What to do —
1) In the euro area consumption and investment post, what correlation does the quarterly growth pattern of real retail sales have with real private consumption?
2) Extend the euro area consumption and investment post, picking up after its final sentence.
==== Document passage
Follow up to yesterday’s post: Euro area consumption and Investment in Q2 2013

by Rebecca Wilder 

Follow up to yesterday’s post: Euro area consumption and Investment in Q2 2013

Yesterday I illustrated the unsustainable accounting growth engine of imports occurring in the euro area (EA). Today I’ll present more of a forward looking analysis on private domestic demand within the euro area: consumption and investment. If current levels of real retail sales hold at the euro area level, then the contributions to growth in Q2 2013 will likely be ever so slightly healthier amid a pickup in private consumption.

Consumption Yesterday we received the May 2013 data on euro area real retail sales, of which the quarterly growth pattern (after revisions, which is very important because this index is heavily revised) has a 70% correlation with euro area real private consumption. A simple bivariate regression predicts that real consumption will grow 0.3% in the second quarter of 2013, holding all else equal and provided the level of real retail sales does not change in June. This would be a material increase from its meager 0.04% contribution to real GDP growth in Q1.
========
==== Information provided
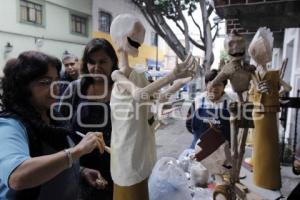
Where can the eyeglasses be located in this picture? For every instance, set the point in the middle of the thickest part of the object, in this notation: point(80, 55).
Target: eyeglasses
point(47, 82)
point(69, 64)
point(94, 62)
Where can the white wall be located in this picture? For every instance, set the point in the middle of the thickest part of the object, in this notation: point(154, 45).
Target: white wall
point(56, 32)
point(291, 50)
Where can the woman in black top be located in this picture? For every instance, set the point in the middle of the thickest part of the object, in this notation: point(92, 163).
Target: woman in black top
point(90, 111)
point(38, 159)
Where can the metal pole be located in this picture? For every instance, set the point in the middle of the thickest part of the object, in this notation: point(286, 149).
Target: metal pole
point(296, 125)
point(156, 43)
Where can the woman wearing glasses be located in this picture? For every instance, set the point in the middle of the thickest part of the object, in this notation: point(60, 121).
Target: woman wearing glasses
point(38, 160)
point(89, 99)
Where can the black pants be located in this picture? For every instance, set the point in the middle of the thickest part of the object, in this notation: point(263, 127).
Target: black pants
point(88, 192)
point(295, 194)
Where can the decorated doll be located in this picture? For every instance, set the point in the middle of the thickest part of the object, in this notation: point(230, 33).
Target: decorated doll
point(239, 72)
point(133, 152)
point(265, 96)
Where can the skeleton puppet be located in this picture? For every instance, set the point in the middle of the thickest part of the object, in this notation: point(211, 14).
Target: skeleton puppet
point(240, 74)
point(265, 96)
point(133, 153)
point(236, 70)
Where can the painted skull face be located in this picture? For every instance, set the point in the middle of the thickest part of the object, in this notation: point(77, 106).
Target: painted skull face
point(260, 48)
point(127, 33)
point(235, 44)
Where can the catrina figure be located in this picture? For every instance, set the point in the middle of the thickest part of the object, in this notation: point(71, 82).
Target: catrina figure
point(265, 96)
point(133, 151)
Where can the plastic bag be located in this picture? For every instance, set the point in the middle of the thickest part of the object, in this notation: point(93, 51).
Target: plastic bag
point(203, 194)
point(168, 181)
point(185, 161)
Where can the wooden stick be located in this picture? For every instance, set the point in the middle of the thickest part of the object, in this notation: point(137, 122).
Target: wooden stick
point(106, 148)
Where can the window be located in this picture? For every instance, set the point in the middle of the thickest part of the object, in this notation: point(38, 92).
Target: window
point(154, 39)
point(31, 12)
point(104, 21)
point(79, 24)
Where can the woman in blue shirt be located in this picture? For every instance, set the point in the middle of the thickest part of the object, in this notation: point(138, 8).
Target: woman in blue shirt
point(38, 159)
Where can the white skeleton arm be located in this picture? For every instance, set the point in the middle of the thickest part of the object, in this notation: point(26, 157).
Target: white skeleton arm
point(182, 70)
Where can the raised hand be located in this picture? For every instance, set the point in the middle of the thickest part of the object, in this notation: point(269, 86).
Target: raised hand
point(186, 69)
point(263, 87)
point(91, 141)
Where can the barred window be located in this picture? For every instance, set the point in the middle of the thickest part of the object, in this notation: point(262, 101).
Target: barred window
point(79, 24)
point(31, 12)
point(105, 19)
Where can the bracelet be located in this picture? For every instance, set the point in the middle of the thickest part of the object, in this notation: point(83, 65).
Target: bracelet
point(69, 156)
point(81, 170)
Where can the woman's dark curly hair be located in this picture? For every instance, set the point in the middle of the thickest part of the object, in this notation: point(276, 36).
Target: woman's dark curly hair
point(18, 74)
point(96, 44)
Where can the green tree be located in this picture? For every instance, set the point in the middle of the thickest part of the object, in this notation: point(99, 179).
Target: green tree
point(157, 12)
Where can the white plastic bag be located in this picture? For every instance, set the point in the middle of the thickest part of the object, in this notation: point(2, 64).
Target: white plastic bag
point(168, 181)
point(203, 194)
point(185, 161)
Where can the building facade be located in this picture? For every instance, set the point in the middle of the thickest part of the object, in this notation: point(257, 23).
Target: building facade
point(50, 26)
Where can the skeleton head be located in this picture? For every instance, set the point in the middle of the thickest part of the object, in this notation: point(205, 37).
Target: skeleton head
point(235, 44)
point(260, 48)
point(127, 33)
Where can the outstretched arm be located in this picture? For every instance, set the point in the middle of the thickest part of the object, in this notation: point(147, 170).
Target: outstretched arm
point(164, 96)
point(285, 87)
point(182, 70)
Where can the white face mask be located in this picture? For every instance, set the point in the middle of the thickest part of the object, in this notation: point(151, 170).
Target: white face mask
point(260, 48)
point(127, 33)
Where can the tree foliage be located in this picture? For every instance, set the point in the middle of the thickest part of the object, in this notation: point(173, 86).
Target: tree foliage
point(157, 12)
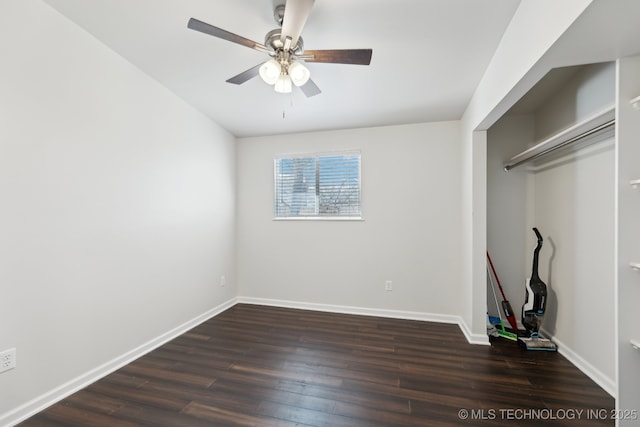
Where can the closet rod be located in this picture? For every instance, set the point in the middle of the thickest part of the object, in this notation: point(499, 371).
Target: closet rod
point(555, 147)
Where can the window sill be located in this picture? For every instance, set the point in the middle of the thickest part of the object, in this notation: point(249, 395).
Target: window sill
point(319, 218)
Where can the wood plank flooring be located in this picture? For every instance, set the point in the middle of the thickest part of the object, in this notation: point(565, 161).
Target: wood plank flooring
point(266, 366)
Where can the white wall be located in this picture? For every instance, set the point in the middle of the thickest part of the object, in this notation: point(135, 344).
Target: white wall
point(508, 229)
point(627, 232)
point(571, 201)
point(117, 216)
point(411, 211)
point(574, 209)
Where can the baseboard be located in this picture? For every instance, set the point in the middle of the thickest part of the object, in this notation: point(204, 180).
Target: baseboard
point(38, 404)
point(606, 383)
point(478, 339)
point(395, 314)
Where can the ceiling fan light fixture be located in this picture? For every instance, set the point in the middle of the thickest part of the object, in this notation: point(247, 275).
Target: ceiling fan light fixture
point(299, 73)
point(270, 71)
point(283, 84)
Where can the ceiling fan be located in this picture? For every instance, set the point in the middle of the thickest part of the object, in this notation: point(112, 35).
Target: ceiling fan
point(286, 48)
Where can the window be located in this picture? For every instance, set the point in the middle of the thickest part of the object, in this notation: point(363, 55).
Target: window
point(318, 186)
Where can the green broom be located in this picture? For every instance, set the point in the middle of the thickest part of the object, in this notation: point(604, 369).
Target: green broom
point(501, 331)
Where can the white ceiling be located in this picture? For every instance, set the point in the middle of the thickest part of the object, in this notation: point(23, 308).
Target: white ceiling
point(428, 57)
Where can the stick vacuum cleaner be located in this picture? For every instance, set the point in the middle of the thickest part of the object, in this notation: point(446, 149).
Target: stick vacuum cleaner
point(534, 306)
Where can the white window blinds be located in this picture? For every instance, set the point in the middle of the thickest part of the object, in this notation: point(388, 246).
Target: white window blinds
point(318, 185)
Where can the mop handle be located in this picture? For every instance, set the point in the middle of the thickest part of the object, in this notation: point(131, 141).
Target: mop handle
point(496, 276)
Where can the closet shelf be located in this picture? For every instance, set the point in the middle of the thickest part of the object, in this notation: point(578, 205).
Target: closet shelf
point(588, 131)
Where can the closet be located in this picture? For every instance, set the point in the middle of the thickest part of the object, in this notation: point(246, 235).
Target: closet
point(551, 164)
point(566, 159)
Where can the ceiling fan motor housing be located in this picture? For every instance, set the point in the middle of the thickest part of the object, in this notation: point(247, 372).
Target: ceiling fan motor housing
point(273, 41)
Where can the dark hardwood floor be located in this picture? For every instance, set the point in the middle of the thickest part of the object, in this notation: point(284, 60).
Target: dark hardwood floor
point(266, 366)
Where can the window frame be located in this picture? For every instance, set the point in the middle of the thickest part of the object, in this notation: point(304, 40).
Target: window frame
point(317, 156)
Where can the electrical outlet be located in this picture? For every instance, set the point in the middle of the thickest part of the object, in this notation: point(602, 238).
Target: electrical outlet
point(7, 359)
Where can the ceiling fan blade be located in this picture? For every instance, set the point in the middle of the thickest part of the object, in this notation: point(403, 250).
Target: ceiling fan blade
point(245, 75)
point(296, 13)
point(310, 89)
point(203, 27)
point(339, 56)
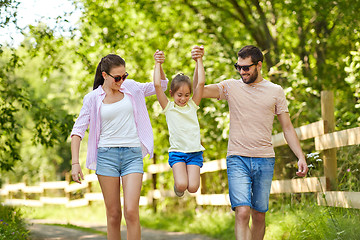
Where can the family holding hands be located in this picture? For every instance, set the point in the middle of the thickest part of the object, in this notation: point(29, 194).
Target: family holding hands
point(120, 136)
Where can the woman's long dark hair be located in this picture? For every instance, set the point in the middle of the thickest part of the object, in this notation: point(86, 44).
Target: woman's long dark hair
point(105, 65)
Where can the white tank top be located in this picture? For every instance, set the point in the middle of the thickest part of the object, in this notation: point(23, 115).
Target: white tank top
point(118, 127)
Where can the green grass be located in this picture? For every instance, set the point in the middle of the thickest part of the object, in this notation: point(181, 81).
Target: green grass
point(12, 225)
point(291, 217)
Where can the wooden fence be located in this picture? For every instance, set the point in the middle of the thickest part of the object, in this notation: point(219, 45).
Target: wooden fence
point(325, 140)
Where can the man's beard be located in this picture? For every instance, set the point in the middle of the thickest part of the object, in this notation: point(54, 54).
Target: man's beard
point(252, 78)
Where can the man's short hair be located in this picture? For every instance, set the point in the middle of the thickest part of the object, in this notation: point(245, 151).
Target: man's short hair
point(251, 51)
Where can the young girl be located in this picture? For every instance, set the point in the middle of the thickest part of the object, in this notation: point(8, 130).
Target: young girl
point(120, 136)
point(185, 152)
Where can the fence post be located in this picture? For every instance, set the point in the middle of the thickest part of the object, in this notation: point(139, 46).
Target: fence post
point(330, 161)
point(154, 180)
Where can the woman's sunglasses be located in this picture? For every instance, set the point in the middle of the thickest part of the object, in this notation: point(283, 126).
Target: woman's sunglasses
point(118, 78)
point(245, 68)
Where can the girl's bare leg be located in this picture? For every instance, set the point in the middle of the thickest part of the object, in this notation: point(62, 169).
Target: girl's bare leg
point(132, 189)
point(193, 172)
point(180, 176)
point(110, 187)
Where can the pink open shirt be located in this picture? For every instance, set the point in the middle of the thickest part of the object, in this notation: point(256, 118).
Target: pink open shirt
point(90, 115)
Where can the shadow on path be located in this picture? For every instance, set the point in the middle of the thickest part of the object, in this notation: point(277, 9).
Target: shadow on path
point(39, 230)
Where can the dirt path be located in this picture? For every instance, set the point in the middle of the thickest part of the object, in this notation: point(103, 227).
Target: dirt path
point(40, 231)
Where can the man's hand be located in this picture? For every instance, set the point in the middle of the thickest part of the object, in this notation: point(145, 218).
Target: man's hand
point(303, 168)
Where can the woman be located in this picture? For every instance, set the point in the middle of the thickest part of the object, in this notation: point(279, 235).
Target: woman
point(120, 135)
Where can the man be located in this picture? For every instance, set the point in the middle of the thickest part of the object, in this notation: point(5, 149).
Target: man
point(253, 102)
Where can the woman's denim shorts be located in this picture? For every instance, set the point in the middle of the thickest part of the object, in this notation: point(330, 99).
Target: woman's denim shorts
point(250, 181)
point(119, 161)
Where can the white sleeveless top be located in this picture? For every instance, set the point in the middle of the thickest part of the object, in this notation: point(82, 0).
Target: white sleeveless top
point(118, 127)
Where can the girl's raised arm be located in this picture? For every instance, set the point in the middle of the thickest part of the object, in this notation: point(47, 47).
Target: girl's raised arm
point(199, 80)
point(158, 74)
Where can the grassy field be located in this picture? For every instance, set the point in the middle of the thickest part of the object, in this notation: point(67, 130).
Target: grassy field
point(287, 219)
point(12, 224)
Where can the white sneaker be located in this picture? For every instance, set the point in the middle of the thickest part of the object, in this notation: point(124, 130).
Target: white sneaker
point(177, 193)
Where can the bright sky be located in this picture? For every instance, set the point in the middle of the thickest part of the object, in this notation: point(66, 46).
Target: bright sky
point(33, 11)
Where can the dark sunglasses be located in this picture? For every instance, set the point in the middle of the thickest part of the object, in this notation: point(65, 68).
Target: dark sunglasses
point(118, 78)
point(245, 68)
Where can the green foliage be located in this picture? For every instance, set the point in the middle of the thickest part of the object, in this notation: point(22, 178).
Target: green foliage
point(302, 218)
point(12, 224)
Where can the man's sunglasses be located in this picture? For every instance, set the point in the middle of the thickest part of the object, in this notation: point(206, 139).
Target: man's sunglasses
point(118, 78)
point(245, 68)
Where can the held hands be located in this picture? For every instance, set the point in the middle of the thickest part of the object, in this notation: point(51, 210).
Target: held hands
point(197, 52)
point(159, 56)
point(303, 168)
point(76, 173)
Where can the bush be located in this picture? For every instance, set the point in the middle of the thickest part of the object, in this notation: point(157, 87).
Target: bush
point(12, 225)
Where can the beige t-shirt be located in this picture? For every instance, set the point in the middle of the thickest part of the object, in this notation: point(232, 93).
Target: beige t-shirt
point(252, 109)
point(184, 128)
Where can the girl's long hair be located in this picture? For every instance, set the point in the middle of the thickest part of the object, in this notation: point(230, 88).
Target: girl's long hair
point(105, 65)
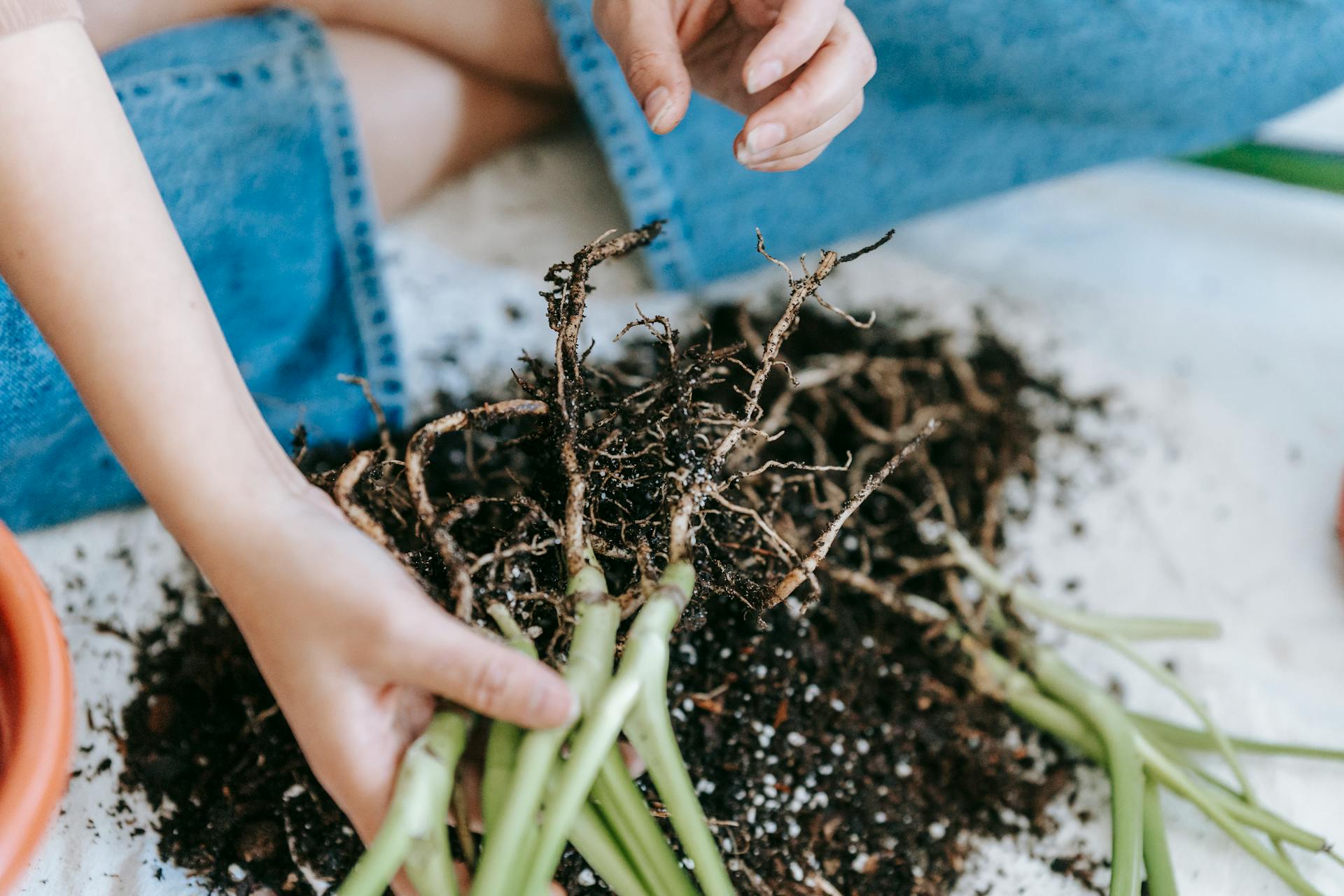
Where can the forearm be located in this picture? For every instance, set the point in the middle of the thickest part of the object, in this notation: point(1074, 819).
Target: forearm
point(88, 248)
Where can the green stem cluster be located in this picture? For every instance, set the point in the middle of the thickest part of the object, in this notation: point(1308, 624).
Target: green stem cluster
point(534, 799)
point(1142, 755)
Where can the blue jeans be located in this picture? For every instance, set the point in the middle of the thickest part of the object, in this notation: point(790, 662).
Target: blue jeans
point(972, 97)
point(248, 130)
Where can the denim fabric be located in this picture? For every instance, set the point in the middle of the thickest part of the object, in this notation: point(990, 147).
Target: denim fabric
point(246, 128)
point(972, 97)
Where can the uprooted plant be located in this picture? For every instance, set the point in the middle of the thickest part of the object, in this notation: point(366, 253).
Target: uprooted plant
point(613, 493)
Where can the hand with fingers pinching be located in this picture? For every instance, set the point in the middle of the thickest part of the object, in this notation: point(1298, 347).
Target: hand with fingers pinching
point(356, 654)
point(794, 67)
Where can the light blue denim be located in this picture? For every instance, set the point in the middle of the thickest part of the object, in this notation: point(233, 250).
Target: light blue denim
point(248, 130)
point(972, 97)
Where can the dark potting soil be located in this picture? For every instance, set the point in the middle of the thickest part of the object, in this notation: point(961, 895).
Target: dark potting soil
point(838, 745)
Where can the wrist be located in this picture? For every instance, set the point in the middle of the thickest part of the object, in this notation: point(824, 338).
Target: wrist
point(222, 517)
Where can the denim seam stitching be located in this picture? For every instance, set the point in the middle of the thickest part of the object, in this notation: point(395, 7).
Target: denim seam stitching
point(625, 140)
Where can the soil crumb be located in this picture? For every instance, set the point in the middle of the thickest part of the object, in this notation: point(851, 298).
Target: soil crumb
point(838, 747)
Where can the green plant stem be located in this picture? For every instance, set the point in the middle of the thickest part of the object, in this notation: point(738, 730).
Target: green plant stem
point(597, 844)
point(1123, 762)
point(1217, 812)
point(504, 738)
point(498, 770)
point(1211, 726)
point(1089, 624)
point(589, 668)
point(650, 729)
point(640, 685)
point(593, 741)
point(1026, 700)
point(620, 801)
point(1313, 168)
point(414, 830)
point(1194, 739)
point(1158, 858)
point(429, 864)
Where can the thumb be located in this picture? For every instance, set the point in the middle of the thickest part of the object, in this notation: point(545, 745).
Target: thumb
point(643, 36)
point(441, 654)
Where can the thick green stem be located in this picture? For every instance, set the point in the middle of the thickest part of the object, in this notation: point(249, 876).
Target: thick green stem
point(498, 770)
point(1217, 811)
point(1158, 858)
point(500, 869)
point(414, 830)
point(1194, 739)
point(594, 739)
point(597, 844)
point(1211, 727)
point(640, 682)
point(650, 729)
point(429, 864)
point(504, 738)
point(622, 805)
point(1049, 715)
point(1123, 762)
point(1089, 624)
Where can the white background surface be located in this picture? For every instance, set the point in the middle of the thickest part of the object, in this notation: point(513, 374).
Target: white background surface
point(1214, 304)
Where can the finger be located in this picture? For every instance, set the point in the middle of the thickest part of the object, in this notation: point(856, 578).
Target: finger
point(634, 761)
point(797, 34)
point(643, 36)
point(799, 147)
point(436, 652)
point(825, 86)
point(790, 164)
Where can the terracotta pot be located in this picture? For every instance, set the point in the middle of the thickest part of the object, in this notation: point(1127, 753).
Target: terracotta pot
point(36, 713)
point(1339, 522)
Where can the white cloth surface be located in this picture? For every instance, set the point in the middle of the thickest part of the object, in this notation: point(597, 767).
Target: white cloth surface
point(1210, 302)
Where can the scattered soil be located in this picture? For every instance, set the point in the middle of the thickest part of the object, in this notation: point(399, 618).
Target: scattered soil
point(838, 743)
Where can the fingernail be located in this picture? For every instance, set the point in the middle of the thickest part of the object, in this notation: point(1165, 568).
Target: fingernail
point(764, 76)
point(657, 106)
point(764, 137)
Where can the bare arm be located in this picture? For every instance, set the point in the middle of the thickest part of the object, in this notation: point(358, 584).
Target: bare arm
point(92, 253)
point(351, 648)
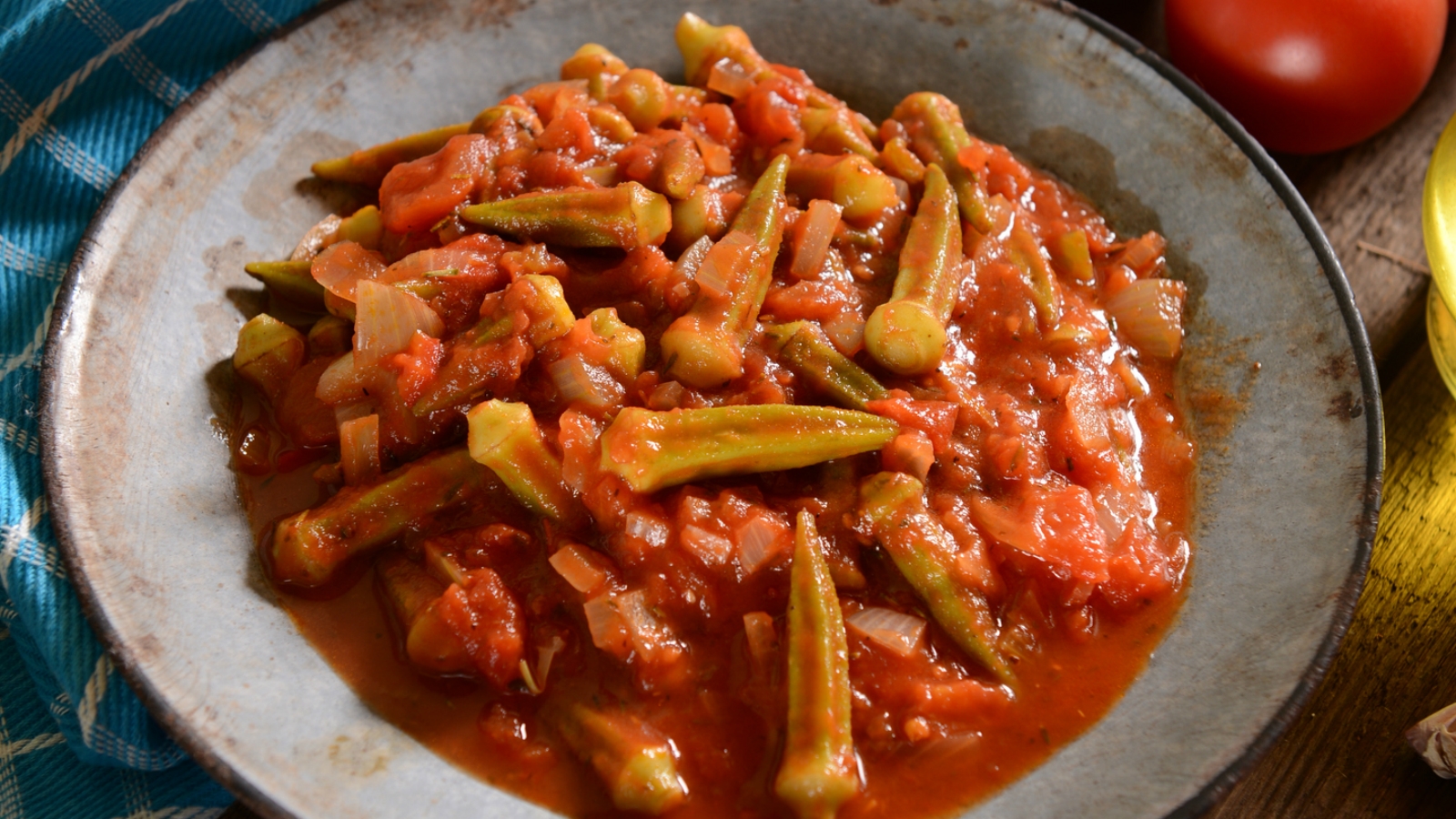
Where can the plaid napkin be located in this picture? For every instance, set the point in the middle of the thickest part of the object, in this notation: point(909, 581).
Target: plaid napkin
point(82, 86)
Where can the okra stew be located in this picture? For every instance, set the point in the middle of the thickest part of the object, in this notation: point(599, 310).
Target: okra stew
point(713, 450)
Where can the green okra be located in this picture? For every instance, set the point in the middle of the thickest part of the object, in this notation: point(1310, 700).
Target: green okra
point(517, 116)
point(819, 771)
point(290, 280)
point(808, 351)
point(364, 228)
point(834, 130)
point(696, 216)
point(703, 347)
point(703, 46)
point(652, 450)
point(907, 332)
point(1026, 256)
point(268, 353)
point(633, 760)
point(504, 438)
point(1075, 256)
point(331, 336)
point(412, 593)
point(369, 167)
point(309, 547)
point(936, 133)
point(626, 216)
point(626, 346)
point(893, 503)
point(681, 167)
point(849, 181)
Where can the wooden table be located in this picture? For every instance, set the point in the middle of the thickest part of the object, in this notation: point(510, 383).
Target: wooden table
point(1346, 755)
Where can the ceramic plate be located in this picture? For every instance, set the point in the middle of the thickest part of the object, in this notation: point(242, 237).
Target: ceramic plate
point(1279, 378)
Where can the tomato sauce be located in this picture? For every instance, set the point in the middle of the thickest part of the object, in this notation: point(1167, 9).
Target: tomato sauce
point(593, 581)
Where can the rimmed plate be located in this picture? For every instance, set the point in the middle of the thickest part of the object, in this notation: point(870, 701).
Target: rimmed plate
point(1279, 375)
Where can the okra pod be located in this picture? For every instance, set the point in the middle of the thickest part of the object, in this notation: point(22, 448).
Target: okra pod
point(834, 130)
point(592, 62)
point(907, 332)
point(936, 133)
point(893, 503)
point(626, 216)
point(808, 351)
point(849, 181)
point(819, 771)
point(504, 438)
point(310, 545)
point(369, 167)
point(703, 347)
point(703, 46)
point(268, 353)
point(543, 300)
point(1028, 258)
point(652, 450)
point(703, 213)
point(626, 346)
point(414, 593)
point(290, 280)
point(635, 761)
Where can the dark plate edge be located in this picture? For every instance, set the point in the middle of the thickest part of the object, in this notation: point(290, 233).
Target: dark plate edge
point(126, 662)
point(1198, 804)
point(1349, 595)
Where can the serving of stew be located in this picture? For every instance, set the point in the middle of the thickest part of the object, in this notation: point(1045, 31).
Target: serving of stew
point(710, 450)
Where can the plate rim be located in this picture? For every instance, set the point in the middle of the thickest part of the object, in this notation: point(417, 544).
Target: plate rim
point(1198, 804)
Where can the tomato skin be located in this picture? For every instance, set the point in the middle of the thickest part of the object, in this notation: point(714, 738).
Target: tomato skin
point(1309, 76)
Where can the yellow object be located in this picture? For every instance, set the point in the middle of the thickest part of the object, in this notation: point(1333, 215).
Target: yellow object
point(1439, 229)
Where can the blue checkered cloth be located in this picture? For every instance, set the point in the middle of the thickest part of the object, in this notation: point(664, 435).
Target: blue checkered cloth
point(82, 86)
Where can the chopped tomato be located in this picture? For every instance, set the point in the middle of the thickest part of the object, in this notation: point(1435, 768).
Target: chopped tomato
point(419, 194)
========
Answers below —
1) 70%

2)
Gross Fixed Capital Formation The other part of private domestic demand is gross fixed capital formation (GFCF, or investment less inventory build). There is no real monthly indicator that I know of to forecast quarterly GCFC growth, so I look at the industrial confidence index released by the DG ECFIN (which aggregates various local statistical agency surveys). Euro area industrial confidence has a 70% correlation with GFCF growth, where a simple bivariate regression predicts that GFCF will contract at an 0.8% pace in Q2 2013. This is less than half the rate of contraction seen in Q1 2013.

Amid an expected increase in real consumption, I’d say that there’s some scope for a slower pace of decline for GDP in Q2 2013 and a slightly healthier composition of growth contributions. However, as a sticking point real retail sales are heavily revised and global liquidity conditions are tightening, making consumption growth anything but assured.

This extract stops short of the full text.